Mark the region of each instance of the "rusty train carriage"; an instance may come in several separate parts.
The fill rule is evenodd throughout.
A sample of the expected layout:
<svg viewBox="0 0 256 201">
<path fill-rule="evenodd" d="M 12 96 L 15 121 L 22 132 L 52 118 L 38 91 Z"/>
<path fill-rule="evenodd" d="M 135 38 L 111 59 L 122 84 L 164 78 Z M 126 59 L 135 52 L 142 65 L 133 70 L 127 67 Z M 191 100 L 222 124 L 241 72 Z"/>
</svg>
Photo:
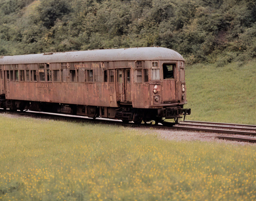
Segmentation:
<svg viewBox="0 0 256 201">
<path fill-rule="evenodd" d="M 177 120 L 187 103 L 184 59 L 161 47 L 0 57 L 0 107 L 139 122 Z"/>
</svg>

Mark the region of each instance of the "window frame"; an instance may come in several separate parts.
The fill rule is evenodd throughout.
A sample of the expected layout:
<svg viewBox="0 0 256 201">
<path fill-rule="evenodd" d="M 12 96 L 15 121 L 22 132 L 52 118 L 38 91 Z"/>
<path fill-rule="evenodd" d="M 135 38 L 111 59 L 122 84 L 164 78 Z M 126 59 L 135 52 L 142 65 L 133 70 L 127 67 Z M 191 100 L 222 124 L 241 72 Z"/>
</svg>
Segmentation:
<svg viewBox="0 0 256 201">
<path fill-rule="evenodd" d="M 169 65 L 171 65 L 172 66 L 172 68 L 173 68 L 173 77 L 171 77 L 171 78 L 168 78 L 166 79 L 166 77 L 165 79 L 164 79 L 164 72 L 163 72 L 163 66 L 165 65 L 166 64 L 169 64 Z M 175 77 L 176 75 L 175 75 L 176 73 L 176 70 L 175 69 L 175 68 L 177 68 L 177 64 L 175 63 L 163 63 L 163 65 L 162 65 L 162 70 L 163 71 L 163 76 L 162 76 L 162 79 L 163 80 L 175 80 Z M 168 71 L 169 72 L 169 71 Z"/>
</svg>

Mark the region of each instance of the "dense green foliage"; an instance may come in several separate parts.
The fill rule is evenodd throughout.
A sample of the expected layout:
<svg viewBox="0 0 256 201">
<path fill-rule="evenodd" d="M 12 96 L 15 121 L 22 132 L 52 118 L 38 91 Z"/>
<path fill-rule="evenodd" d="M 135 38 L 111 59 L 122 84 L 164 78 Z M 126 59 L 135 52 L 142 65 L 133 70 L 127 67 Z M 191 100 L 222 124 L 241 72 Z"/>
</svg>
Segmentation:
<svg viewBox="0 0 256 201">
<path fill-rule="evenodd" d="M 189 63 L 256 56 L 254 0 L 2 0 L 0 55 L 161 46 Z"/>
</svg>

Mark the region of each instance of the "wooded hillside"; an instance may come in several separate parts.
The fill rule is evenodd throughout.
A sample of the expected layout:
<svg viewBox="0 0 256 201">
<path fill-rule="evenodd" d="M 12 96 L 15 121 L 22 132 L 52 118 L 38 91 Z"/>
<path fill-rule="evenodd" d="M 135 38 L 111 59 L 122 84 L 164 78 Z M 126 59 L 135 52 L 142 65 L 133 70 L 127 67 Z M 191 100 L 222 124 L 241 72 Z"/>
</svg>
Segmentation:
<svg viewBox="0 0 256 201">
<path fill-rule="evenodd" d="M 189 63 L 256 56 L 255 0 L 2 0 L 0 55 L 159 46 Z"/>
</svg>

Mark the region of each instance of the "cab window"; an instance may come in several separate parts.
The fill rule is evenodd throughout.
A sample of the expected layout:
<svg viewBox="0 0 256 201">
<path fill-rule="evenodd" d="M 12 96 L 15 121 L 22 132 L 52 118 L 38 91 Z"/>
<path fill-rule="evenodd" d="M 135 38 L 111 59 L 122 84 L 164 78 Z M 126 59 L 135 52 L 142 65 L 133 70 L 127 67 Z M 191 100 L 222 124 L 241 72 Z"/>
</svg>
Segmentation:
<svg viewBox="0 0 256 201">
<path fill-rule="evenodd" d="M 176 67 L 174 63 L 164 63 L 163 65 L 163 79 L 174 78 L 173 69 Z"/>
</svg>

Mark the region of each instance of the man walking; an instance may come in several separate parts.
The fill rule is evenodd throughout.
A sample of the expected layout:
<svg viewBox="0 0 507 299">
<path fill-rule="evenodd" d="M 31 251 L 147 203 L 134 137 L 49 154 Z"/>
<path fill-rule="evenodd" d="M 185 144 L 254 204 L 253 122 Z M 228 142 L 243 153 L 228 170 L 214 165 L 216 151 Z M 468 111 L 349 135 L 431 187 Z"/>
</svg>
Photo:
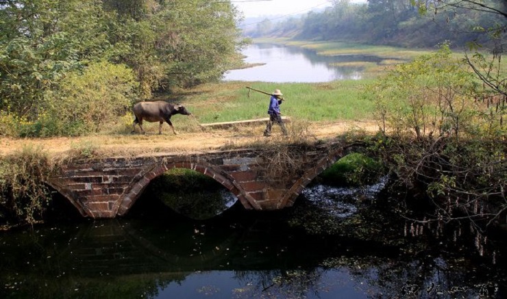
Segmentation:
<svg viewBox="0 0 507 299">
<path fill-rule="evenodd" d="M 268 108 L 269 120 L 266 126 L 266 129 L 264 131 L 264 135 L 266 137 L 271 135 L 271 127 L 273 122 L 280 125 L 284 135 L 287 135 L 287 130 L 285 129 L 285 125 L 284 125 L 284 122 L 282 121 L 282 114 L 280 113 L 280 105 L 284 100 L 282 96 L 283 94 L 280 92 L 280 90 L 275 90 L 269 99 L 269 107 Z"/>
</svg>

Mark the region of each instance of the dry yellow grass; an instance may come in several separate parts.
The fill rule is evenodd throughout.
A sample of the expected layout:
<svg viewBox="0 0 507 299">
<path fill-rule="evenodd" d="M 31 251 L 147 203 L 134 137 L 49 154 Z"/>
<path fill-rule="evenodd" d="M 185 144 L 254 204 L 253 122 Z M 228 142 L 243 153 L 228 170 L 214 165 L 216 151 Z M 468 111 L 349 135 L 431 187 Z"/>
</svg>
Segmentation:
<svg viewBox="0 0 507 299">
<path fill-rule="evenodd" d="M 156 125 L 158 127 L 158 124 Z M 275 125 L 270 142 L 309 141 L 336 138 L 352 129 L 373 133 L 378 126 L 373 122 L 340 121 L 310 124 L 287 124 L 288 138 L 282 137 L 280 128 Z M 266 142 L 262 136 L 264 125 L 232 127 L 227 129 L 206 129 L 182 132 L 174 135 L 168 131 L 160 135 L 156 130 L 147 130 L 146 135 L 108 134 L 76 138 L 0 138 L 0 155 L 12 154 L 23 147 L 34 147 L 47 152 L 50 157 L 64 158 L 90 155 L 93 157 L 119 157 L 153 155 L 158 153 L 195 153 L 241 147 L 254 143 Z"/>
</svg>

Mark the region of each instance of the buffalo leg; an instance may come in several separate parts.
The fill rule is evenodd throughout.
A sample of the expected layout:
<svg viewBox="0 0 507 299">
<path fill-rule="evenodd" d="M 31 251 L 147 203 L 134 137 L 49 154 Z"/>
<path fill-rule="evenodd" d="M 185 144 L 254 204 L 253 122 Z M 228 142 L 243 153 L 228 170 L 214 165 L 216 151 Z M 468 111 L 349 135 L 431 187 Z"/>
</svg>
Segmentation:
<svg viewBox="0 0 507 299">
<path fill-rule="evenodd" d="M 141 129 L 141 132 L 143 132 L 143 133 L 144 134 L 145 130 L 143 129 L 143 126 L 141 125 L 142 123 L 143 123 L 143 120 L 142 119 L 138 120 L 136 117 L 136 119 L 134 120 L 134 122 L 132 122 L 132 133 L 134 133 L 136 131 L 136 124 L 138 124 L 139 125 L 139 127 Z"/>
<path fill-rule="evenodd" d="M 162 135 L 162 125 L 164 124 L 164 122 L 160 120 L 158 122 L 158 135 Z"/>
<path fill-rule="evenodd" d="M 173 123 L 171 122 L 171 120 L 166 120 L 168 124 L 169 124 L 169 127 L 171 127 L 171 129 L 173 129 L 173 133 L 174 133 L 174 135 L 178 135 L 177 133 L 176 133 L 176 130 L 174 129 L 174 127 L 173 126 Z M 162 124 L 160 125 L 160 127 L 162 127 Z"/>
</svg>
━━━━
Copy all of the material above line for line, leaving out the pictures.

Mark the region of each instance of the "rusty train carriage"; an instance may come in several separate parts.
The fill rule is evenodd throughout.
A sample of the expected layout:
<svg viewBox="0 0 256 201">
<path fill-rule="evenodd" d="M 12 96 L 15 121 L 22 132 L 52 118 L 38 91 Z"/>
<path fill-rule="evenodd" d="M 135 38 L 111 59 L 122 84 L 164 78 Z M 126 59 L 135 52 L 142 65 L 133 70 L 127 67 Z M 191 100 L 222 124 L 241 72 Z"/>
</svg>
Photo:
Segmentation:
<svg viewBox="0 0 256 201">
<path fill-rule="evenodd" d="M 177 120 L 187 103 L 184 59 L 161 47 L 0 57 L 0 107 L 139 122 Z"/>
</svg>

Mark the region of each instance of the "window frame"; an instance may come in several separate parts.
The fill rule is evenodd throughout.
A sample of the expected layout:
<svg viewBox="0 0 256 201">
<path fill-rule="evenodd" d="M 12 96 L 15 121 L 22 132 L 52 118 L 38 91 Z"/>
<path fill-rule="evenodd" d="M 135 38 L 111 59 L 122 84 L 164 78 Z M 126 59 L 135 52 L 142 65 L 133 70 L 127 67 Z M 191 100 L 222 124 L 241 72 Z"/>
</svg>
Segmentation:
<svg viewBox="0 0 256 201">
<path fill-rule="evenodd" d="M 169 65 L 171 65 L 172 66 L 172 68 L 173 68 L 173 77 L 171 77 L 171 78 L 168 78 L 166 79 L 166 77 L 165 79 L 164 79 L 164 72 L 163 72 L 163 66 L 165 65 L 166 64 L 169 64 Z M 175 77 L 176 75 L 175 75 L 176 73 L 176 70 L 175 69 L 175 68 L 177 68 L 177 64 L 175 63 L 163 63 L 163 65 L 162 65 L 162 70 L 163 71 L 163 76 L 162 76 L 162 79 L 163 80 L 175 80 Z M 168 71 L 169 72 L 169 71 Z"/>
</svg>

Mark the region of each instance of the "dense green foliage"; an instance may come in several separate parts.
The fill rule is evenodd throughout.
A sample of the expected layout:
<svg viewBox="0 0 256 201">
<path fill-rule="evenodd" d="M 12 96 L 15 121 L 22 132 L 52 118 L 38 91 Z"/>
<path fill-rule="evenodd" d="M 135 38 L 111 59 L 122 84 L 164 78 Z M 126 59 L 135 52 L 142 65 L 133 70 L 127 67 Z M 191 100 L 222 124 L 241 72 Z"/>
</svg>
Segmentation:
<svg viewBox="0 0 256 201">
<path fill-rule="evenodd" d="M 189 63 L 256 56 L 254 0 L 2 0 L 0 55 L 161 46 Z"/>
</svg>

Mark the region of each instance of the "wooded hillside"; an instance may come in several separate parts.
The fill rule is evenodd throughout.
A sample of the expected layout:
<svg viewBox="0 0 256 201">
<path fill-rule="evenodd" d="M 12 96 L 15 121 L 22 132 L 52 118 L 38 91 Z"/>
<path fill-rule="evenodd" d="M 135 38 L 111 59 L 122 84 L 164 78 Z M 126 59 L 135 52 L 142 65 L 133 70 L 127 67 Z M 191 100 L 222 124 L 241 72 Z"/>
</svg>
Segmentation:
<svg viewBox="0 0 256 201">
<path fill-rule="evenodd" d="M 189 63 L 256 56 L 255 0 L 2 0 L 0 55 L 159 46 Z"/>
</svg>

Mark the region of each instance of the "cab window"; an instance may come in several separate parts.
The fill rule is evenodd throughout.
A sample of the expected layout:
<svg viewBox="0 0 256 201">
<path fill-rule="evenodd" d="M 12 96 L 15 121 L 22 132 L 52 118 L 38 91 Z"/>
<path fill-rule="evenodd" d="M 135 38 L 111 59 L 122 84 L 164 78 Z M 126 59 L 135 52 L 142 65 L 133 70 L 127 67 Z M 191 100 L 222 124 L 241 72 Z"/>
</svg>
Segmentation:
<svg viewBox="0 0 256 201">
<path fill-rule="evenodd" d="M 176 67 L 174 63 L 164 63 L 163 65 L 163 79 L 174 78 L 173 69 Z"/>
</svg>

Mark the region of each instance of the man walking; an instance may come in several separate parts.
The fill rule is evenodd throughout.
A sample of the expected layout:
<svg viewBox="0 0 507 299">
<path fill-rule="evenodd" d="M 31 251 L 147 203 L 134 137 L 49 154 Z"/>
<path fill-rule="evenodd" d="M 185 144 L 254 204 L 253 122 Z M 228 142 L 243 153 L 228 170 L 214 165 L 216 151 Z M 468 111 L 349 135 L 431 187 Z"/>
</svg>
Photo:
Segmentation:
<svg viewBox="0 0 507 299">
<path fill-rule="evenodd" d="M 268 108 L 269 120 L 266 126 L 266 129 L 264 131 L 264 135 L 266 137 L 271 135 L 271 127 L 273 122 L 280 125 L 284 135 L 287 135 L 287 130 L 285 129 L 285 125 L 284 125 L 284 122 L 282 121 L 282 114 L 280 113 L 280 105 L 284 100 L 282 96 L 283 94 L 280 92 L 280 90 L 275 90 L 269 99 L 269 107 Z"/>
</svg>

Mark the region of each instance of the dry yellow grass; an instance may come in several separate parts.
The fill rule is evenodd throughout.
A sample of the expected layout:
<svg viewBox="0 0 507 299">
<path fill-rule="evenodd" d="M 31 251 L 147 203 L 134 137 L 49 154 Z"/>
<path fill-rule="evenodd" d="M 185 144 L 254 204 L 253 122 Z M 228 142 L 243 153 L 228 170 L 214 165 L 216 151 Z M 468 111 L 349 135 L 431 187 Z"/>
</svg>
Segmentation:
<svg viewBox="0 0 507 299">
<path fill-rule="evenodd" d="M 156 125 L 158 127 L 158 124 Z M 275 125 L 270 142 L 309 141 L 336 138 L 352 129 L 373 133 L 378 126 L 373 122 L 340 121 L 310 124 L 287 124 L 288 138 L 282 137 L 280 128 Z M 266 142 L 262 136 L 264 125 L 232 127 L 227 129 L 206 129 L 182 132 L 174 135 L 168 131 L 160 135 L 156 130 L 147 130 L 146 135 L 108 134 L 76 138 L 0 138 L 0 155 L 12 154 L 23 147 L 34 147 L 47 152 L 50 157 L 64 158 L 90 155 L 93 157 L 119 157 L 153 155 L 158 153 L 195 153 L 241 147 L 254 143 Z"/>
</svg>

Mark the region of each instance of the buffalo leg; an instance may come in several separate parts.
The fill rule is evenodd throughout.
A sample of the expected layout:
<svg viewBox="0 0 507 299">
<path fill-rule="evenodd" d="M 31 251 L 147 203 L 134 137 L 49 154 Z"/>
<path fill-rule="evenodd" d="M 185 144 L 254 204 L 253 122 Z M 228 142 L 243 153 L 228 170 L 214 165 L 216 151 Z M 468 111 L 349 135 L 431 187 Z"/>
</svg>
Segmentation:
<svg viewBox="0 0 507 299">
<path fill-rule="evenodd" d="M 141 129 L 141 132 L 143 132 L 143 133 L 144 134 L 145 130 L 143 129 L 143 126 L 141 125 L 142 123 L 143 123 L 143 120 L 142 119 L 138 120 L 136 117 L 136 119 L 134 120 L 134 122 L 132 122 L 132 133 L 134 133 L 136 131 L 136 124 L 138 124 L 139 125 L 139 127 Z"/>
<path fill-rule="evenodd" d="M 162 135 L 162 125 L 164 124 L 164 122 L 160 120 L 158 122 L 158 135 Z"/>
<path fill-rule="evenodd" d="M 173 123 L 171 122 L 171 120 L 166 120 L 168 124 L 169 124 L 169 127 L 171 127 L 171 129 L 173 129 L 173 133 L 174 133 L 174 135 L 178 135 L 177 133 L 176 133 L 176 130 L 174 129 L 174 127 L 173 126 Z M 162 124 L 160 125 L 160 127 L 162 127 Z"/>
</svg>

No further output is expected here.